-- EXTRACTED DATA --
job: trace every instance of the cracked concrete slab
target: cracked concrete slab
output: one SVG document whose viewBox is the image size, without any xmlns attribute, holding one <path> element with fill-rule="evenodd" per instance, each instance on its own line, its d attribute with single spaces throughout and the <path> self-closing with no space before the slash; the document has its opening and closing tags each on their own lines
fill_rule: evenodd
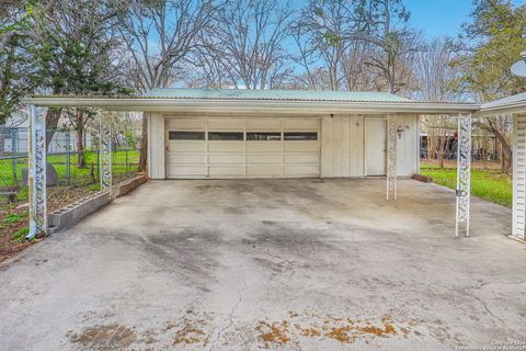
<svg viewBox="0 0 526 351">
<path fill-rule="evenodd" d="M 508 208 L 412 180 L 150 181 L 0 265 L 1 350 L 524 342 Z"/>
</svg>

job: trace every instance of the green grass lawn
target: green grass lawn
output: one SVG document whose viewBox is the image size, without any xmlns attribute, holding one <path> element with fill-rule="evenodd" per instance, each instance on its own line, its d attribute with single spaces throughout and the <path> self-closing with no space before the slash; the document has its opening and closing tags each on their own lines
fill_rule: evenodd
<svg viewBox="0 0 526 351">
<path fill-rule="evenodd" d="M 425 166 L 421 174 L 433 178 L 433 182 L 450 188 L 457 188 L 457 170 L 451 168 L 441 169 Z M 474 196 L 512 207 L 513 189 L 512 177 L 501 170 L 471 170 L 471 194 Z"/>
<path fill-rule="evenodd" d="M 139 152 L 137 150 L 115 151 L 112 154 L 112 174 L 118 177 L 127 172 L 135 173 L 139 162 Z M 85 151 L 85 168 L 77 167 L 77 155 L 70 155 L 69 178 L 67 177 L 67 156 L 66 155 L 48 155 L 47 161 L 50 162 L 58 174 L 59 184 L 75 184 L 79 186 L 92 185 L 91 168 L 95 180 L 99 179 L 98 172 L 98 154 L 96 151 Z M 0 159 L 0 190 L 13 185 L 19 185 L 19 200 L 27 196 L 26 186 L 21 186 L 22 169 L 27 168 L 27 158 L 19 158 L 13 163 L 12 159 Z M 14 170 L 14 171 L 13 171 Z M 96 186 L 96 181 L 93 186 Z"/>
</svg>

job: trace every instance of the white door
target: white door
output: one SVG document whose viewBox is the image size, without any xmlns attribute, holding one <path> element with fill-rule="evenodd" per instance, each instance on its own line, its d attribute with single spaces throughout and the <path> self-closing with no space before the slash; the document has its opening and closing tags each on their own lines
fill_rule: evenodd
<svg viewBox="0 0 526 351">
<path fill-rule="evenodd" d="M 167 118 L 168 178 L 320 176 L 317 118 Z"/>
<path fill-rule="evenodd" d="M 366 176 L 386 176 L 387 121 L 385 118 L 366 118 L 365 140 Z"/>
</svg>

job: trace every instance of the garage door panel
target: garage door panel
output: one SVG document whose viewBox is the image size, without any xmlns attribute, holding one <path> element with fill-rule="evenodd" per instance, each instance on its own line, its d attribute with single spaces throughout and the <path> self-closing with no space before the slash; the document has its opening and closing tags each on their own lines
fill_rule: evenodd
<svg viewBox="0 0 526 351">
<path fill-rule="evenodd" d="M 192 177 L 192 176 L 206 176 L 206 166 L 169 166 L 169 177 Z"/>
<path fill-rule="evenodd" d="M 244 166 L 244 154 L 226 154 L 226 155 L 208 155 L 208 162 L 210 165 L 243 165 Z"/>
<path fill-rule="evenodd" d="M 282 166 L 248 166 L 248 176 L 278 177 L 282 176 Z"/>
<path fill-rule="evenodd" d="M 205 120 L 204 118 L 169 118 L 168 129 L 204 131 Z"/>
<path fill-rule="evenodd" d="M 213 176 L 244 176 L 245 174 L 244 166 L 210 166 L 208 167 L 208 172 L 210 177 Z"/>
<path fill-rule="evenodd" d="M 318 152 L 319 149 L 318 141 L 283 141 L 283 151 L 285 152 Z"/>
<path fill-rule="evenodd" d="M 169 178 L 320 174 L 319 120 L 211 117 L 168 124 Z"/>
<path fill-rule="evenodd" d="M 320 166 L 318 163 L 285 166 L 283 168 L 284 176 L 315 177 L 315 176 L 318 176 L 319 173 L 320 173 Z"/>
<path fill-rule="evenodd" d="M 209 152 L 244 152 L 244 141 L 208 141 Z"/>
<path fill-rule="evenodd" d="M 206 165 L 206 156 L 203 154 L 178 154 L 170 152 L 169 165 Z"/>
<path fill-rule="evenodd" d="M 318 154 L 285 154 L 283 159 L 285 163 L 317 163 L 320 156 Z"/>
<path fill-rule="evenodd" d="M 194 140 L 170 140 L 168 143 L 169 152 L 205 152 L 206 141 Z"/>
<path fill-rule="evenodd" d="M 247 163 L 249 165 L 263 165 L 263 163 L 281 165 L 282 160 L 283 160 L 282 154 L 247 155 Z"/>
</svg>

-- STATED GOAL --
Please pull out every line of the listing above that contains the word "lawn".

-- SOLUTION FOR THIS EXERCISE --
job: trace every instance of the green grass lawn
target: green grass lawn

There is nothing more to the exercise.